■ WHAT THE TASK ASKS
Lines before the one containing "Would you mind annotating the bare" are excluded; reproduce that line and all lines after it in the entries below, exactly.
╔══
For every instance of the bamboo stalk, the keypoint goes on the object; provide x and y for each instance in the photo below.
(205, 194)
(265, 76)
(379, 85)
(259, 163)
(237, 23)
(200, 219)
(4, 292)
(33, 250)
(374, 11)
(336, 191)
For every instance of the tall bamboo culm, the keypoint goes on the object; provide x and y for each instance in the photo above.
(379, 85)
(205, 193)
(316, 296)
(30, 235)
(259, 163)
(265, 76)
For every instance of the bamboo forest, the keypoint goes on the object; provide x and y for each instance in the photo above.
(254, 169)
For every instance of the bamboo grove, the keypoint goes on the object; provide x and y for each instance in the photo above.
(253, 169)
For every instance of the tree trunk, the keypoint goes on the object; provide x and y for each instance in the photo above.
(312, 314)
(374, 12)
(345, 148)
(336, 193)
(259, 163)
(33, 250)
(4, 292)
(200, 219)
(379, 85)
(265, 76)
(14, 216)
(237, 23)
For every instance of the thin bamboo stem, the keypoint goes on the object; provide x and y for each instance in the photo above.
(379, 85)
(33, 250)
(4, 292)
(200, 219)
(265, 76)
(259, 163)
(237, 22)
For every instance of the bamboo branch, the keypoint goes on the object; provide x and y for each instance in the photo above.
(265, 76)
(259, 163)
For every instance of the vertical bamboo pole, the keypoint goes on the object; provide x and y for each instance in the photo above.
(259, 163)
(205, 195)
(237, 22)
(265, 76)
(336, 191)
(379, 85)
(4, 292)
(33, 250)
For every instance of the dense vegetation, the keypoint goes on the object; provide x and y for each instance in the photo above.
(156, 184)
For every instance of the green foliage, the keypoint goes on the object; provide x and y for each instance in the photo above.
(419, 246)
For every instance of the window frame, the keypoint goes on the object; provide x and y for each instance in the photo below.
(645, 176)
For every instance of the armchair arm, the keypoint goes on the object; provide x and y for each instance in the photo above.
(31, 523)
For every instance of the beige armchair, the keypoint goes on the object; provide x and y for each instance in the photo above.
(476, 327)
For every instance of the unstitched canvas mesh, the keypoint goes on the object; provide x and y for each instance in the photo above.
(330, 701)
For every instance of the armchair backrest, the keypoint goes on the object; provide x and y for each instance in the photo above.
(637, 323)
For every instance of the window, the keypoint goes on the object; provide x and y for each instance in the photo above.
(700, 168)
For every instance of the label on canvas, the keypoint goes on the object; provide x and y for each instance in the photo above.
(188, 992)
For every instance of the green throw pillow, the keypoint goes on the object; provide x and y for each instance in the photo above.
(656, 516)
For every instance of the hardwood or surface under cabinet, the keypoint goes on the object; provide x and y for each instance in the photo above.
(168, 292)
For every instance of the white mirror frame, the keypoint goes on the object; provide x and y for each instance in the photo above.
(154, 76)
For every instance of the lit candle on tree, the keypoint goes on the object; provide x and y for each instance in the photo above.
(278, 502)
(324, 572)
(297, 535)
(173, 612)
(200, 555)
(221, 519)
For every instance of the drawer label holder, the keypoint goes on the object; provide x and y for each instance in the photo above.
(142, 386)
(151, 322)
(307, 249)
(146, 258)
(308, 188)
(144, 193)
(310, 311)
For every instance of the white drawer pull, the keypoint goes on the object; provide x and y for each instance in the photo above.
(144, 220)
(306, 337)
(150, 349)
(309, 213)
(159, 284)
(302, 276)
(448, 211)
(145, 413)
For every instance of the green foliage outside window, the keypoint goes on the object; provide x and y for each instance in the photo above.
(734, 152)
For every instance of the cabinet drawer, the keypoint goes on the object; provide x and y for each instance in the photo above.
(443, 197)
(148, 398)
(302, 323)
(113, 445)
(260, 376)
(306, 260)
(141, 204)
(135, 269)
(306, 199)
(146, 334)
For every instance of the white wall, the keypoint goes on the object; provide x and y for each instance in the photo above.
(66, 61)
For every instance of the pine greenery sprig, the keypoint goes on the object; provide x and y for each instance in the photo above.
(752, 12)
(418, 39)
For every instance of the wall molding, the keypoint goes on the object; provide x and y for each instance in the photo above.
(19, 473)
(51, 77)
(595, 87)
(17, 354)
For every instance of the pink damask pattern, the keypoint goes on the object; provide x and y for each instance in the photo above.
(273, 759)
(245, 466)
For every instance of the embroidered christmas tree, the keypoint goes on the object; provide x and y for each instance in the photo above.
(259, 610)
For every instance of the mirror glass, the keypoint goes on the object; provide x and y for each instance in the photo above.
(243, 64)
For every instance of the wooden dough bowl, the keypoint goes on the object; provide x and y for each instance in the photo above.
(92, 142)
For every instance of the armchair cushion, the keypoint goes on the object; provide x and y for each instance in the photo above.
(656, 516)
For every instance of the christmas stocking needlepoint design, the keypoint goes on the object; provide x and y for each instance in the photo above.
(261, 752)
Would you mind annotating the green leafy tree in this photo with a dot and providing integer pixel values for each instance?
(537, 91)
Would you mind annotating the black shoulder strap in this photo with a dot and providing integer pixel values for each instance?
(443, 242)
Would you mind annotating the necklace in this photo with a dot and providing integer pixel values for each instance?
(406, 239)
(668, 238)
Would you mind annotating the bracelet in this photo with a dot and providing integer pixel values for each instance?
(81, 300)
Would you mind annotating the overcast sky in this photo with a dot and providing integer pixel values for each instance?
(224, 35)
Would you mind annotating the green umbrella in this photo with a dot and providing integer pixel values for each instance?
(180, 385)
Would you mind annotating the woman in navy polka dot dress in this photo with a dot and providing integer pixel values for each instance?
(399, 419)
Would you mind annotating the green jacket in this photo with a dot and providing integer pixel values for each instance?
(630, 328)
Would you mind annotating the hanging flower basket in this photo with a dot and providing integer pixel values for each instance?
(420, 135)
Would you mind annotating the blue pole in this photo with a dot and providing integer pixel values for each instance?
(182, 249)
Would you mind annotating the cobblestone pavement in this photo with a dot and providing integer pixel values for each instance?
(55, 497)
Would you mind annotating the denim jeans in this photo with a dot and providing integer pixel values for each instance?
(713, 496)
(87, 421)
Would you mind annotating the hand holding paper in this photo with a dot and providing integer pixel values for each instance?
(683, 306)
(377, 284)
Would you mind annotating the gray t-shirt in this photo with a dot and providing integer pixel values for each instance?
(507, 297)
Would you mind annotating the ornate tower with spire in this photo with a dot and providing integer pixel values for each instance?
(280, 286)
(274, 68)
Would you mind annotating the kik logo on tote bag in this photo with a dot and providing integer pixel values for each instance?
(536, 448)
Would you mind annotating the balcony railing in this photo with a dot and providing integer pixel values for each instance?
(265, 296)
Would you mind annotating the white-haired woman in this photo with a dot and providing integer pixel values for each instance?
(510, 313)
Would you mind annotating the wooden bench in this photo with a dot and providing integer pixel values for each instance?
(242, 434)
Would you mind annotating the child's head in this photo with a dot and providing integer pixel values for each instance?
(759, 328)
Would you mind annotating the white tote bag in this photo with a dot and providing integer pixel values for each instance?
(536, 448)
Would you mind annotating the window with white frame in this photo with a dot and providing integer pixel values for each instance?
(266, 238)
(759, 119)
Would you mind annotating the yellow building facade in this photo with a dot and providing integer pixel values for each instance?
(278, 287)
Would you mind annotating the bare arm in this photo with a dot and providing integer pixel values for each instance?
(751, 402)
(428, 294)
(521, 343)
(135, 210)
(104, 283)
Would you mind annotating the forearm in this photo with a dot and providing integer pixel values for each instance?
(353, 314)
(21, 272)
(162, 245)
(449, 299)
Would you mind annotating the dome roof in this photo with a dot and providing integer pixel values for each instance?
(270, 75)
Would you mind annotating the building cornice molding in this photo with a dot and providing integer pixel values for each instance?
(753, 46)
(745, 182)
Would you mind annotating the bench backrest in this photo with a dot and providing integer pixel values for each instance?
╚══
■ REPLY TO THE TASK
Would you mind annotating the bare arm in this photo with a dot and providing integer pixel values for each instance?
(751, 402)
(428, 294)
(521, 343)
(135, 210)
(104, 283)
Would you mind annotating the forearm in this photo with a dot and providing integer pixel values for each instance?
(353, 314)
(21, 272)
(162, 245)
(449, 299)
Would you mind annotating the dome roof in this photo with a dot and providing integer pixel values for each instance?
(270, 75)
Would you mind annotating the building cornice molding in this photo with a dot and providing integer pixel values for each instance?
(753, 46)
(745, 182)
Would you mind annotating the bench backrest in this photo with a dot and providing integer pixel values for each instance?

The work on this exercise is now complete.